**WORK REQUIRED:** Please copy exactly the lines that begin with the one containing "Target: orange jacket sleeve" and end with the last line of the entries.

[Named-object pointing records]
============

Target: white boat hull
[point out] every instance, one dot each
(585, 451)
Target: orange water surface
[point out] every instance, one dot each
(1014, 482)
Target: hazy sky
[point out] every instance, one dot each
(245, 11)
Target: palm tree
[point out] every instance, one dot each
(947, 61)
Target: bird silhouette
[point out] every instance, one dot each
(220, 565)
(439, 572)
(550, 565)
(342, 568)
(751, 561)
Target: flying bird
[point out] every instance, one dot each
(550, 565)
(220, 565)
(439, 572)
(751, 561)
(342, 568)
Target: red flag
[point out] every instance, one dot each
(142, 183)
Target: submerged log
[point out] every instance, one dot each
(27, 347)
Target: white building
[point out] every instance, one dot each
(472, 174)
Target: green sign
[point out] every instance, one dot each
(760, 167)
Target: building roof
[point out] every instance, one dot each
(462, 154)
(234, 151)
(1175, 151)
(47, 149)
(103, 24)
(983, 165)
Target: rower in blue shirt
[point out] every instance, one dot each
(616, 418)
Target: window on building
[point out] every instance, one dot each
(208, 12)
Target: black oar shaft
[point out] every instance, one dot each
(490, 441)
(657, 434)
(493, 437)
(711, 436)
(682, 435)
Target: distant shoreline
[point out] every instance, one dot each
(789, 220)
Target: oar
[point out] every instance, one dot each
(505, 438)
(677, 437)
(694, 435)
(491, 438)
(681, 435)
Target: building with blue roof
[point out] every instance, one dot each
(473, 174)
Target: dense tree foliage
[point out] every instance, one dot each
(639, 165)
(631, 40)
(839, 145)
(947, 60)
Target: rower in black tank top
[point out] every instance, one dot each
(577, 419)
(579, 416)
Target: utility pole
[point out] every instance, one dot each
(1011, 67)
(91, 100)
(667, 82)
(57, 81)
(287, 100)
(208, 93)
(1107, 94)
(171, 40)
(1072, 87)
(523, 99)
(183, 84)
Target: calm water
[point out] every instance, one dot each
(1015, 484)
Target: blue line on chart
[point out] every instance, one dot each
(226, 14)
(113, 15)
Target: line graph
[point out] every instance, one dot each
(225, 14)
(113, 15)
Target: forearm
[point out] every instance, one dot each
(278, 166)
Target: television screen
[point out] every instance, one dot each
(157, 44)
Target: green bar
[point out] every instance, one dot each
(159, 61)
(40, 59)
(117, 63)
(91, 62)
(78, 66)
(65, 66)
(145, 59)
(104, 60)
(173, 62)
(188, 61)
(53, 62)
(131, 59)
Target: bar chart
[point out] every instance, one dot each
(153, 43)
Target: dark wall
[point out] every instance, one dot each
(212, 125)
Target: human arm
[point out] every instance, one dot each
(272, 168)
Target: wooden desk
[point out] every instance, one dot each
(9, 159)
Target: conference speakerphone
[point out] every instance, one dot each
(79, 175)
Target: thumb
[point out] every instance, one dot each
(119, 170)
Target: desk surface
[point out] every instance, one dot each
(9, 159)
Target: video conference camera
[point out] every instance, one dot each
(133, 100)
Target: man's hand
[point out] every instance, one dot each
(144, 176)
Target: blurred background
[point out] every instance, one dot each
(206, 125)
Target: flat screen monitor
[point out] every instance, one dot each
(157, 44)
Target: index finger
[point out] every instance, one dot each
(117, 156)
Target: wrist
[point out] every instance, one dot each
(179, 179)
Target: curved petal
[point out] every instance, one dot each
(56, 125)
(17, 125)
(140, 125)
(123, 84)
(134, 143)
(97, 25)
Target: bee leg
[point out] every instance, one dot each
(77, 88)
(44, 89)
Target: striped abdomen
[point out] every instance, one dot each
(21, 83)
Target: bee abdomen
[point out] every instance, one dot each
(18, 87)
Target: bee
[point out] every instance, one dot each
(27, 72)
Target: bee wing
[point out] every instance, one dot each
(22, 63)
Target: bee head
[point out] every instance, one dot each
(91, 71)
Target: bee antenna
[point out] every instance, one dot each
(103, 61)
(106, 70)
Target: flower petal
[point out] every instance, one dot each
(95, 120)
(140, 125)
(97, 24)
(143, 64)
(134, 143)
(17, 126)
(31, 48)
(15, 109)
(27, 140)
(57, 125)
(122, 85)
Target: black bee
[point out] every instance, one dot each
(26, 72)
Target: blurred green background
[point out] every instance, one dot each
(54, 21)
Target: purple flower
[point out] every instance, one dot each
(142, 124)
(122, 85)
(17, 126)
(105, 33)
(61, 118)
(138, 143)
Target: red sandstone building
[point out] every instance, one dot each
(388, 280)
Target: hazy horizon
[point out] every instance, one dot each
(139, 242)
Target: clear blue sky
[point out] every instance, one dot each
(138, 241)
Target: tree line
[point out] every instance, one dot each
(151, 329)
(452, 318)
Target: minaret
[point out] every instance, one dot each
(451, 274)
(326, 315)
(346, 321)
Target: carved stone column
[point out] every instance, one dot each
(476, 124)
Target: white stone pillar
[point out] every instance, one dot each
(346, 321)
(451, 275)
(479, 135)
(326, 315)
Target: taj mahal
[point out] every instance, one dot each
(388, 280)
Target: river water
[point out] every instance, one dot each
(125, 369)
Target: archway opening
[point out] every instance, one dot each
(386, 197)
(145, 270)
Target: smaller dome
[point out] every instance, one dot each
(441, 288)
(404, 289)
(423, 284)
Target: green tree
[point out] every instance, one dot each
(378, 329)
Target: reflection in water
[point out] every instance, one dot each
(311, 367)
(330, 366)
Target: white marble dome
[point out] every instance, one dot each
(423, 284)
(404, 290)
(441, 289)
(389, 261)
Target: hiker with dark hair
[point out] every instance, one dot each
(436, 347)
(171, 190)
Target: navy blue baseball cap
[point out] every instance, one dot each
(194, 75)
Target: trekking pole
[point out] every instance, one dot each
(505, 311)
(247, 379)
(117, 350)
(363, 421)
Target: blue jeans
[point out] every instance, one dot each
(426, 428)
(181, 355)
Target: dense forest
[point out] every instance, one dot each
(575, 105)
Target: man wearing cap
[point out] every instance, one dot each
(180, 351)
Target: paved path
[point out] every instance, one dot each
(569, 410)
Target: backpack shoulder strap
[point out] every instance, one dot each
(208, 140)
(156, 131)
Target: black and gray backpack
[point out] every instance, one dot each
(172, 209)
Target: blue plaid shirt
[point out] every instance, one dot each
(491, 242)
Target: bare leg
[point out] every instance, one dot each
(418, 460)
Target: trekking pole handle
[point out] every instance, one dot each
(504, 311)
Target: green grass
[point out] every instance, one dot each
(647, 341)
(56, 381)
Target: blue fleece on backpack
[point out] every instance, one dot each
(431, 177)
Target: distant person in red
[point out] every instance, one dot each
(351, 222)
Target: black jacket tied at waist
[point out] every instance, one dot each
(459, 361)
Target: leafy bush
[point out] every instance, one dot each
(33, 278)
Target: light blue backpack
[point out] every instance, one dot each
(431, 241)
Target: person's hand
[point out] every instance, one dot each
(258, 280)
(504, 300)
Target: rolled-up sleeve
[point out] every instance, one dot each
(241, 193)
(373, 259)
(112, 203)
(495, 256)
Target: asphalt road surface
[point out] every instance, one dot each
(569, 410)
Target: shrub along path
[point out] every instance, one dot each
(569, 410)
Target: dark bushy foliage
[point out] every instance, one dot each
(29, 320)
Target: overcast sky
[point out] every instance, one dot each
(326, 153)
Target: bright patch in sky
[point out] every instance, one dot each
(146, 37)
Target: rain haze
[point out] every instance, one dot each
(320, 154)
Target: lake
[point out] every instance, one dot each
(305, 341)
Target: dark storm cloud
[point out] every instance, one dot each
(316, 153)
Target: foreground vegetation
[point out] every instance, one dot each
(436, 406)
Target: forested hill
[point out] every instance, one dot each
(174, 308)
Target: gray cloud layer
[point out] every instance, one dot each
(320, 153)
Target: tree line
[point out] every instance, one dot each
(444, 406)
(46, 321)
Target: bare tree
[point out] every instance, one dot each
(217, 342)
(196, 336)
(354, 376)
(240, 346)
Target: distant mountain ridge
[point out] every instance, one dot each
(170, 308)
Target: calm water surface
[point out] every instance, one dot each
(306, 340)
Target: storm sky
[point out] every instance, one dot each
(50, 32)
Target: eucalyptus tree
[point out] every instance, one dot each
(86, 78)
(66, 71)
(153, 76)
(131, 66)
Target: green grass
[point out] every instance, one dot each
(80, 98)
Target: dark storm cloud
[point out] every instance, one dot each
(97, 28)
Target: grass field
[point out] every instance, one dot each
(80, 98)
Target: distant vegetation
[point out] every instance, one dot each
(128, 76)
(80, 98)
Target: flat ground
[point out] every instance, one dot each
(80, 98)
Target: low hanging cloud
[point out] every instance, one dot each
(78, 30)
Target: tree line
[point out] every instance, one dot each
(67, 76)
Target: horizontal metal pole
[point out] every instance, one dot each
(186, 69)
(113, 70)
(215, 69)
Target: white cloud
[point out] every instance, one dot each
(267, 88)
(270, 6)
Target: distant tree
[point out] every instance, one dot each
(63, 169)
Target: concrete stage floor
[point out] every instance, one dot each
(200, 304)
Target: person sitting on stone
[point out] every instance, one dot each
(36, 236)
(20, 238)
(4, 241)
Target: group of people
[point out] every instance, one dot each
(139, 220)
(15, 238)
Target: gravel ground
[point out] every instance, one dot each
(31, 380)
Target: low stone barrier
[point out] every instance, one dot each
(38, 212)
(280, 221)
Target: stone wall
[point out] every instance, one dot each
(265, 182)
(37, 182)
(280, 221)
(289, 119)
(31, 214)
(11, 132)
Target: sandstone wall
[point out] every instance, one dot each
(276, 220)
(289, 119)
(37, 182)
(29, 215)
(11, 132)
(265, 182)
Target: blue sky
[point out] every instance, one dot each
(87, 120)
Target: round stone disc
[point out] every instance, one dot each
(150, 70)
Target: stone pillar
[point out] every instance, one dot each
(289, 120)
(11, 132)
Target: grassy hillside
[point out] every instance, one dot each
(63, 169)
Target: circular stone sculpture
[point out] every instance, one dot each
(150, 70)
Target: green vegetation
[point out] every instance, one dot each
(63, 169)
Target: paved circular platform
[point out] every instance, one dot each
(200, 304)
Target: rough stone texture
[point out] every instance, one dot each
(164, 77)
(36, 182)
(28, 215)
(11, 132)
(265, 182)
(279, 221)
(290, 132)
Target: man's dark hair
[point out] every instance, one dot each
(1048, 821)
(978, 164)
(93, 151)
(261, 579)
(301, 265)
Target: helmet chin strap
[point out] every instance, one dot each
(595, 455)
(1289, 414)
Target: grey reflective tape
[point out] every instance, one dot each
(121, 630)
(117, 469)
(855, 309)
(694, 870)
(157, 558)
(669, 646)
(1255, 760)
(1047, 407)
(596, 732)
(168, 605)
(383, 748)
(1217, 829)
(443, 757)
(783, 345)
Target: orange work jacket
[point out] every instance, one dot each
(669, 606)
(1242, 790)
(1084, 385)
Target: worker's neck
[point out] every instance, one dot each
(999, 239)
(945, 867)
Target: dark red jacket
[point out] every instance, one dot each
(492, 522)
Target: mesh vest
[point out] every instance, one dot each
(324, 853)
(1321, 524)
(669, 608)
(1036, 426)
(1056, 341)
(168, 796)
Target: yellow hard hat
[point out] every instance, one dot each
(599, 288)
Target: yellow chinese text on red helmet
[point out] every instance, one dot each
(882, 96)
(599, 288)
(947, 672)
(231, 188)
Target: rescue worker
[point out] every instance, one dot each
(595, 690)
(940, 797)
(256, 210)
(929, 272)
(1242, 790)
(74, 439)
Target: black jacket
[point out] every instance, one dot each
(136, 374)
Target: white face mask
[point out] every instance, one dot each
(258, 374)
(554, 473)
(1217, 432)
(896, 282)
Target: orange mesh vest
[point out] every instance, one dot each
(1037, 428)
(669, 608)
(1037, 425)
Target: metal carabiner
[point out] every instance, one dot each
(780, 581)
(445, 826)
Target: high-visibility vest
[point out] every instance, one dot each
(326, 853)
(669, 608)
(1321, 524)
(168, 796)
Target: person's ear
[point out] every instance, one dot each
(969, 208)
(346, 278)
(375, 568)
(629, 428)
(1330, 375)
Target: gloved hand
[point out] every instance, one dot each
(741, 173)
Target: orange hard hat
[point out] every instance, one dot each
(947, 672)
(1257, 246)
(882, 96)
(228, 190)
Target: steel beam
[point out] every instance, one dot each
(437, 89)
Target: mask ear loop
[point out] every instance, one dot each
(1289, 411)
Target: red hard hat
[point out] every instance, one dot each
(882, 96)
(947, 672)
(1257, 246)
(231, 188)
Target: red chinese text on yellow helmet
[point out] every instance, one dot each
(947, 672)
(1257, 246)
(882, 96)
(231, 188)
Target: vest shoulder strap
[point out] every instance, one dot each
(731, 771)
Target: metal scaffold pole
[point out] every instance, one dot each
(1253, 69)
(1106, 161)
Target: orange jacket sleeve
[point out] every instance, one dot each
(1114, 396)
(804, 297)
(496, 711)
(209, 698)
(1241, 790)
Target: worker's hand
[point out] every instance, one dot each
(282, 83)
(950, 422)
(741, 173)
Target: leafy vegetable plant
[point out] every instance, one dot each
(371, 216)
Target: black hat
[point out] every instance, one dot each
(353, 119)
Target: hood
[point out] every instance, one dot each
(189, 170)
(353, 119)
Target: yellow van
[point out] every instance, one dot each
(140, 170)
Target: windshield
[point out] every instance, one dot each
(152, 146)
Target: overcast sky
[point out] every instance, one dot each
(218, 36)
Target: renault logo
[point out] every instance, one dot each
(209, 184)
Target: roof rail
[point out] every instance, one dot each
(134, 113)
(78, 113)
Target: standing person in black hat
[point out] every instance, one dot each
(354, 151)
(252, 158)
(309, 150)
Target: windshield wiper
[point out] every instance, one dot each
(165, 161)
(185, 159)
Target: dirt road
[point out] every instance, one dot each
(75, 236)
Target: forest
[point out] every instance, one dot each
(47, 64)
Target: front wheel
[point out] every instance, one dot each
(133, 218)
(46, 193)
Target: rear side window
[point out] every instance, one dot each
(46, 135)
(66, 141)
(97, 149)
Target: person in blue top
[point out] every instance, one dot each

============

**TASK ANSWER:**
Target: orange jacket sleeve
[point out] every instance, one dot each
(1114, 396)
(804, 297)
(496, 711)
(209, 698)
(1241, 790)
Target: worker's hand
[point out] every instance, one dot each
(282, 83)
(950, 422)
(741, 173)
Target: leafy vegetable plant
[point out] every instance, one dot each
(371, 216)
Target: black hat
[point out] every instance, one dot each
(353, 119)
Target: hood
[point out] every instance, one dot each
(189, 170)
(353, 119)
Target: yellow van
[point out] every instance, one dot each
(140, 170)
Target: windshield
[point out] every instance, one dot each
(152, 146)
Target: overcast sky
[point out] every instance, one dot each
(218, 36)
Target: renault logo
[point out] every instance, one dot each
(209, 184)
Target: roof rail
[point out] every instance, one dot each
(134, 113)
(78, 113)
Target: standing person in black hat
[point out] every instance, one dot each
(354, 151)
(252, 158)
(309, 150)
Target: windshield wiper
[point out] every instance, one dot each
(165, 161)
(185, 159)
Target: dirt road
[point out] every instance, one dot each
(75, 236)
Target: forest
[point out] every instance, one dot each
(47, 64)
Target: front wheel
[point out] every instance, one dot each
(133, 218)
(46, 193)
Target: rear side window
[point out] every instance, one dot each
(46, 135)
(66, 141)
(97, 149)
Target: person in blue top
[point out] every instance, one dot each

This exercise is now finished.